**** DATA IN THIS EXERCISE ****

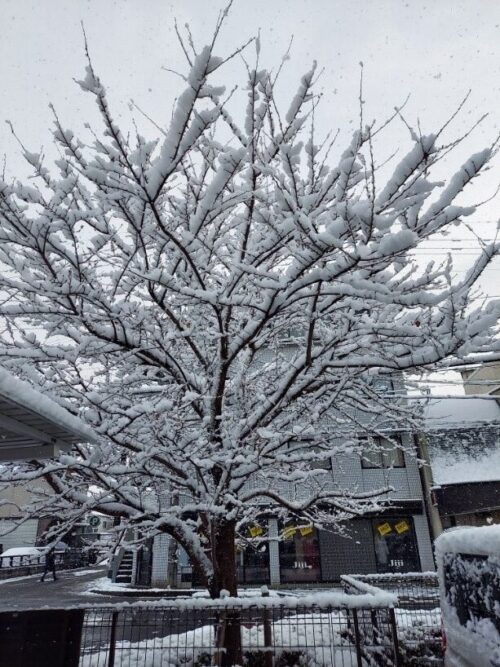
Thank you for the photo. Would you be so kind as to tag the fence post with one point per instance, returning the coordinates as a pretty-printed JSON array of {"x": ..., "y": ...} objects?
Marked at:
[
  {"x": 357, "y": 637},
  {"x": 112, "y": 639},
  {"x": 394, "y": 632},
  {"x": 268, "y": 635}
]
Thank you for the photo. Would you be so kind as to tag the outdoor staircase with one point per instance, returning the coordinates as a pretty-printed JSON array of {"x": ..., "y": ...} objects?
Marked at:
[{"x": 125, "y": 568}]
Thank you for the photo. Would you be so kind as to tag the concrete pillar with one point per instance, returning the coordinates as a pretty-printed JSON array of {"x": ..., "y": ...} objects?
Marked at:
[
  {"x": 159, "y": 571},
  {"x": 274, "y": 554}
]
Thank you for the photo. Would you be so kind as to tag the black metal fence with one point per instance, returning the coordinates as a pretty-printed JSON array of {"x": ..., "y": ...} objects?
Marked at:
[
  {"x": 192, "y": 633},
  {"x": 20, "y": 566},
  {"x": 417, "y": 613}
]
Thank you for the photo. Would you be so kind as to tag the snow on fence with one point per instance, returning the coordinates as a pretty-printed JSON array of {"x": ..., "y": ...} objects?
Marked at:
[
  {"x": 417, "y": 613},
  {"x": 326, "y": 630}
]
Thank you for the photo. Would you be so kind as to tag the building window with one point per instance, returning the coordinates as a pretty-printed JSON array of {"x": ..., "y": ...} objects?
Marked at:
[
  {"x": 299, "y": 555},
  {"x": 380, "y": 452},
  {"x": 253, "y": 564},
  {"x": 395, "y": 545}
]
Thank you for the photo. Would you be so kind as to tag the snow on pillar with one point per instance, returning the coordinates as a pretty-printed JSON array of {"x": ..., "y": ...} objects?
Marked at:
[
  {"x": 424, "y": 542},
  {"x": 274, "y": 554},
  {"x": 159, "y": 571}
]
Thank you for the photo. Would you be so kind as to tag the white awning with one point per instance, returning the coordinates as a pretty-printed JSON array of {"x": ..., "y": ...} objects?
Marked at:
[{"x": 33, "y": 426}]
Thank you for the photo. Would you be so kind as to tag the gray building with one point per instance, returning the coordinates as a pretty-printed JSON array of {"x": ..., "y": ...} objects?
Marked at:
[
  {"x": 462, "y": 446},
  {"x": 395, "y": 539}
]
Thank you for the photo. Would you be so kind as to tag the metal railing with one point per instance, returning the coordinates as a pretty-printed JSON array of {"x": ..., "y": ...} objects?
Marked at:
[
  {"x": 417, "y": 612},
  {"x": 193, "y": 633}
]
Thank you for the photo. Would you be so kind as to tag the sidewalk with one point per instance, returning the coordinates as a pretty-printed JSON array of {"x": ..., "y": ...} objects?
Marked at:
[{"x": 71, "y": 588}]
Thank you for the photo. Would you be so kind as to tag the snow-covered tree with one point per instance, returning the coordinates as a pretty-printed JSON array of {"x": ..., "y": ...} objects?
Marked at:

****

**WORK TO COMPLETE**. Please copy every item above word for word, leaving out the pictures.

**RESPONSE BELOW**.
Thank you for the photo. Would you be so kind as to tag the fence post with one point per instance, returning the coordinates as a pretty-printed JSON array of {"x": ..., "y": ...} objects?
Marked at:
[
  {"x": 357, "y": 637},
  {"x": 112, "y": 639},
  {"x": 394, "y": 632},
  {"x": 268, "y": 635}
]
Thank you for the photo. Would you be so kind as to tag the outdoor staircase with one point per instance, returning the coordinates as a pretty-printed JSON array of {"x": ..., "y": ...} objects?
Marked at:
[{"x": 125, "y": 568}]
Thank you for the photo. Would you be so kind as to tag the concrete pillar with one point per instance, returning the coordinates as a pretty-printed JSON array of {"x": ..., "y": ...} objects?
Marked at:
[
  {"x": 159, "y": 571},
  {"x": 274, "y": 554}
]
Thank you for the photo. Would you be so kind as to tag the black metal fence with one point per instance, returning the coordinates as a pretty-printed JSON array of {"x": ..., "y": ...} objects?
Marked at:
[
  {"x": 192, "y": 633},
  {"x": 20, "y": 566},
  {"x": 417, "y": 613}
]
Thank you for the photo. Would you be so kind as to tag the snow on fence with one point per instance, returning the coordinates as a pretty-printed JSON array of {"x": ..., "y": ...} objects?
Marked at:
[
  {"x": 417, "y": 613},
  {"x": 326, "y": 630}
]
Thank you for the photo. Would you be so kind as to tag the building window with one point per instance, returning the coordinates as a pretty-printed JSON array of {"x": ..., "y": ...} objects?
Marked at:
[
  {"x": 299, "y": 555},
  {"x": 380, "y": 452},
  {"x": 253, "y": 564},
  {"x": 395, "y": 545}
]
Thank you for the photo. Would you be so kind as to tag the snow on pillar with one point per instance, returning the coordinates as a pretty-printed JSON array of {"x": ..., "y": ...} objects?
Marked at:
[
  {"x": 424, "y": 542},
  {"x": 274, "y": 554},
  {"x": 159, "y": 571}
]
Thank you for the photo. Would you be so kind as to tag the white awning with one point per instance, returning the coordinates as a pretty-printed JSON array of {"x": ..., "y": ...} objects?
Marked at:
[{"x": 33, "y": 426}]
Thank you for the photo. Would you be so kind as to tag the gray building with one point per instance, returning the coordinates as a pretty-printed JSON array of {"x": ..., "y": ...} objects?
Marked at:
[
  {"x": 462, "y": 446},
  {"x": 395, "y": 539}
]
Thank you for the photo. Would you be so kind as to tag the metal railing with one point per instance, returning the coordinates as a pretty-printed JSON array of {"x": ..., "y": ...} objects?
Marked at:
[
  {"x": 417, "y": 612},
  {"x": 193, "y": 633}
]
Thank you for the photo. Would you be so kind as to tag the sidewalk with one point per instance, returning the coordinates as a pretty-printed JSON array of {"x": ..., "y": ...} objects?
Marked at:
[{"x": 71, "y": 588}]
Thank you for the photo. Would you be so kind as to tag the snow-covered tree with one point per instance, returning the coordinates as a pretty-printed JSON array of {"x": ..., "y": ...} objects?
Marked at:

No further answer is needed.